=== List of tasks ===
#1 Decide whether each statement agrees with the network processor passage, answering yes or no and quoting the deciding words of that passage: (a) DRAMs are favored because they offer large storage capacity at limited power consumption; (b) consecutive accesses to the same address in different banks must wait the random cycle time Trc; (c) the Trc wait time is also called the bank conflict penalty.
#2 Carry the network processor passage forward, starting right after its final sentence.

=== Passage ===
— Start —

A network processor generally controls the flow of packets between a physical transmission 
medium, such as a physical layer portion of, e.g., an asynchronous transfer mode (ATM) network 
or synchronous optical network (SONET), and a switch fabric in a router or other type of packet 
switch. Dynamic random access memories (DRAMs) are a preferred storage technology for use in 
conjunction with such network processors, in that DRAMs can provide a large storage capacity at 
a limited power consumption. 

DRAMs within or otherwise associated with a network processor are typically arranged in 
the form of multiple memory banks. Consecutive read or write accesses to an address or addresses 
within a given one of the banks will require waiting a random cycle time Trc for completion of a 
required access pre-charge process. However, consecutive accesses to even the same address within 
different banks do not experience this Trc wait time, which is also referred to herein as the bank 
conflict penalty.

— End —

=== Data supplied ===
— Start —

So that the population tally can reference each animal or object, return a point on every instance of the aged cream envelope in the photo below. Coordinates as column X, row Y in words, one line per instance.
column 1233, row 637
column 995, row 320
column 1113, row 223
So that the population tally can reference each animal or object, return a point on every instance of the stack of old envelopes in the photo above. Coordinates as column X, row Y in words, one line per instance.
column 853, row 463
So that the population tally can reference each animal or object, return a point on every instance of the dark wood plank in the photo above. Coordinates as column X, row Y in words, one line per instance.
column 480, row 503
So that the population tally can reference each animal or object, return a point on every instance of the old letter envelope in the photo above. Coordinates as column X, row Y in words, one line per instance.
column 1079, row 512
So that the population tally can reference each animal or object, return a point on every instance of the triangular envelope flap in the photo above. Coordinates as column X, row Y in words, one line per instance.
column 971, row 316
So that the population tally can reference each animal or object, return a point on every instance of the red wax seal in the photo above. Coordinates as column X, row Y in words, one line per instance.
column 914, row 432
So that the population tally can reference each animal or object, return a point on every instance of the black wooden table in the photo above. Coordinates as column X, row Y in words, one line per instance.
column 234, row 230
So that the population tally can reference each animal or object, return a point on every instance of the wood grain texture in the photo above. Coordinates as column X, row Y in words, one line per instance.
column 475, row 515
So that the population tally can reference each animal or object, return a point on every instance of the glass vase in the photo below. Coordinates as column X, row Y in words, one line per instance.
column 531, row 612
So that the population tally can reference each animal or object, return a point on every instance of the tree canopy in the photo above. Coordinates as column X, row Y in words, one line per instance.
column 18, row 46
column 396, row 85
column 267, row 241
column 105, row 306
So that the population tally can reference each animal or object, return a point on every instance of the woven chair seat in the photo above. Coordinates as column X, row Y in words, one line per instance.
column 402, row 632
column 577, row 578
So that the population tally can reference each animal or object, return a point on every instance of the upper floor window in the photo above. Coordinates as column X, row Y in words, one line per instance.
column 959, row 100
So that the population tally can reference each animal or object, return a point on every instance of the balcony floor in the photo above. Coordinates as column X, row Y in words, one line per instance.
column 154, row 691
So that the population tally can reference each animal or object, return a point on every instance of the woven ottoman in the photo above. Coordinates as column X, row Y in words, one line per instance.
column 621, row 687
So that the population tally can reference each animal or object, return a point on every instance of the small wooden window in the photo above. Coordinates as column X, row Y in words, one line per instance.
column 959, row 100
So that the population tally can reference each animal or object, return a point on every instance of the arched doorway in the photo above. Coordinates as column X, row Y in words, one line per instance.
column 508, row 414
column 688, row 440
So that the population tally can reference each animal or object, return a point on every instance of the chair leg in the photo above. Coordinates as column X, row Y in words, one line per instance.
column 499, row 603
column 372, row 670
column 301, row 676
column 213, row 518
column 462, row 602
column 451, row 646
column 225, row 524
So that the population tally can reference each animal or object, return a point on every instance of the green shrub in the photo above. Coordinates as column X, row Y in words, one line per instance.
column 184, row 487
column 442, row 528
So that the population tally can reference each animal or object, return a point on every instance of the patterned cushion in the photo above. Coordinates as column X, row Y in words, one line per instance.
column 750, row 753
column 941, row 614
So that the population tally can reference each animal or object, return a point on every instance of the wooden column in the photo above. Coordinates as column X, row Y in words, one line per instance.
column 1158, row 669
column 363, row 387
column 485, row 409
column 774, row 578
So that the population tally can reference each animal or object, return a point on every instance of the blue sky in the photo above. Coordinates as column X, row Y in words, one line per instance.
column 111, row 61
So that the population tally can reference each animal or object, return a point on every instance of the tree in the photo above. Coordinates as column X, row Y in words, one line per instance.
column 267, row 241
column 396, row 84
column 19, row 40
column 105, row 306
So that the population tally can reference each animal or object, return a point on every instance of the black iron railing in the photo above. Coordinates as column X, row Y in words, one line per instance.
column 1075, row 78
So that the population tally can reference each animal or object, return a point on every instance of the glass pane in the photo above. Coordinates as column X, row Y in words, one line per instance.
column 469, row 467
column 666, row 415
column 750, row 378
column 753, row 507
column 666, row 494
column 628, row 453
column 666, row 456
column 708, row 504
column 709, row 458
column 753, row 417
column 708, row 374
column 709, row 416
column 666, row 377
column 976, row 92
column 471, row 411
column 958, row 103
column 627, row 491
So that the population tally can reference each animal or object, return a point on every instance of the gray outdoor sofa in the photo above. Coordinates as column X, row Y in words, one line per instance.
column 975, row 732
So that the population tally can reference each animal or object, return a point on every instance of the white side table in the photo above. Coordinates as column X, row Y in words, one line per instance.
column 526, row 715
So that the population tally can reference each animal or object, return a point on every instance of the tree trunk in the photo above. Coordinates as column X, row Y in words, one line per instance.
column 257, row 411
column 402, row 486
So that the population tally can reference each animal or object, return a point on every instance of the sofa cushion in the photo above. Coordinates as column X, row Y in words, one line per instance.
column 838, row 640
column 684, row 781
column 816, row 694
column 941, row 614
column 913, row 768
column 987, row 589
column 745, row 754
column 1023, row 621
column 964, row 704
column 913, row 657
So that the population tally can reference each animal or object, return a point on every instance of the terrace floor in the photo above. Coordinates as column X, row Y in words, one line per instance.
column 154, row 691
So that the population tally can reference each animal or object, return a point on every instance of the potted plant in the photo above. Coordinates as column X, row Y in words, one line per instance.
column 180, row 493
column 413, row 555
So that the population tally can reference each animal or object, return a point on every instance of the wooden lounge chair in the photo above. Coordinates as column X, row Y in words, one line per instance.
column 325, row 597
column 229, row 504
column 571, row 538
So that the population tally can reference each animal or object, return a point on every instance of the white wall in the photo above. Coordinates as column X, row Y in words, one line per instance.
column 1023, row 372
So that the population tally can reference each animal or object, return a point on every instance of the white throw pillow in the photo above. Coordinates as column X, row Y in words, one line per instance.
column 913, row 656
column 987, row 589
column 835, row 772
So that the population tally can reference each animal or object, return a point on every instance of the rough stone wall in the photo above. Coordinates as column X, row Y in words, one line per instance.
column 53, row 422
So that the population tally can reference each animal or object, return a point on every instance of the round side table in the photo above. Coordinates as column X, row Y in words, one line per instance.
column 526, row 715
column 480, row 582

— End —

=== The results ===
#1
(a) Yes: "DRAMs can provide a large storage capacity at a limited power consumption."
(b) No: "consecutive accesses to even the same address within different banks do not experience this Trc wait time"
(c) Yes: "which is also referred to herein as the bank conflict penalty."

#2
Static random access memories (SRAMs) avoid the bank conflict penalty altogether. That 
is, any address in the memory can be accessed in a fixed time without incurring the Trc wait time 
associated with DRAMs. The drawback of SRAMS, however, is that their storage capacity is 
typically an order of magnitude lower, and their power consumption is typically two orders of 
magnitude higher, relative to comparably-sized DRAMs.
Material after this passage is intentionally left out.